• _What you are asked to do_: Only lines that contain the word "rough" are to be returned from the data below.

• _Stored data entries_:

- - - - -

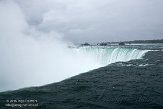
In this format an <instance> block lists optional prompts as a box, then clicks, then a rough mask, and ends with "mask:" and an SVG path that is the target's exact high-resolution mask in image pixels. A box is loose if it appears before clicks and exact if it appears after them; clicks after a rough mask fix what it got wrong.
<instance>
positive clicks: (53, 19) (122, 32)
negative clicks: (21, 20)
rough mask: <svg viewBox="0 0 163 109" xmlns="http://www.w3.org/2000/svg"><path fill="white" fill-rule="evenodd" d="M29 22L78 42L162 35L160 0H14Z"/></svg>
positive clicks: (162, 7)
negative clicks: (61, 34)
mask: <svg viewBox="0 0 163 109" xmlns="http://www.w3.org/2000/svg"><path fill="white" fill-rule="evenodd" d="M15 2H16V3H17V4H18V5H19V6H20V8H21V9H22V11H23V13H24V15H25V16H26V19H27V21H28V23H29V24H30V25H32V26H34V27H35V28H37V29H39V30H40V31H45V32H51V31H55V32H58V33H60V34H62V35H63V36H64V37H63V38H64V39H66V40H69V41H72V42H76V43H80V42H99V41H123V40H135V39H136V40H139V39H160V38H163V0H15Z"/></svg>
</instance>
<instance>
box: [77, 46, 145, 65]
mask: <svg viewBox="0 0 163 109" xmlns="http://www.w3.org/2000/svg"><path fill="white" fill-rule="evenodd" d="M78 51H79V52H82V53H84V54H85V55H88V56H90V57H92V58H94V59H95V60H96V61H97V62H98V63H100V64H102V65H107V64H111V63H115V62H119V61H123V62H125V61H129V60H133V59H141V58H142V57H143V56H144V55H145V53H146V52H148V50H139V49H135V48H122V47H98V46H86V47H79V49H78Z"/></svg>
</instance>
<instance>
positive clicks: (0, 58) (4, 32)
mask: <svg viewBox="0 0 163 109" xmlns="http://www.w3.org/2000/svg"><path fill="white" fill-rule="evenodd" d="M0 13H1V14H0V18H1V20H0V87H1V89H0V91H4V90H10V89H17V88H22V87H27V86H37V85H43V84H48V83H52V82H57V81H61V80H63V79H65V78H68V77H71V76H74V75H76V74H79V73H82V72H85V71H88V70H90V69H93V68H97V67H99V65H98V64H97V63H96V62H94V61H93V60H92V59H91V58H90V57H86V56H84V55H82V54H78V53H77V52H76V51H75V50H73V49H70V48H68V45H69V44H70V43H67V42H65V41H63V40H62V34H60V33H57V32H55V31H50V32H42V31H40V30H38V29H37V28H36V27H35V26H32V25H29V24H28V22H27V21H26V17H25V16H24V14H23V12H22V11H21V8H20V7H19V6H18V5H17V4H16V3H14V2H10V1H3V2H0Z"/></svg>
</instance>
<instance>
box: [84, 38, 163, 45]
mask: <svg viewBox="0 0 163 109" xmlns="http://www.w3.org/2000/svg"><path fill="white" fill-rule="evenodd" d="M133 43H163V39H157V40H134V41H122V42H101V43H97V44H90V43H88V42H85V43H83V44H81V46H92V45H100V46H107V45H111V44H119V45H125V44H133Z"/></svg>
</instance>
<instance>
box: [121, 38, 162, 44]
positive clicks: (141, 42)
mask: <svg viewBox="0 0 163 109" xmlns="http://www.w3.org/2000/svg"><path fill="white" fill-rule="evenodd" d="M124 43H163V39H158V40H134V41H124Z"/></svg>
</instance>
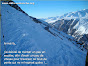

- - - - -

• _Solved problem_:
In this format an <instance> block lists optional prompts as a box, then clicks, then a rough mask, and ends with "mask:" and an SVG path that is the target's exact high-resolution mask in image pixels. A box is loose if it appears before clicks and exact if it appears after them; clicks after a rough mask fix what it got wrong.
rough mask: <svg viewBox="0 0 163 109" xmlns="http://www.w3.org/2000/svg"><path fill="white" fill-rule="evenodd" d="M29 22L78 42L162 35L160 0H14Z"/></svg>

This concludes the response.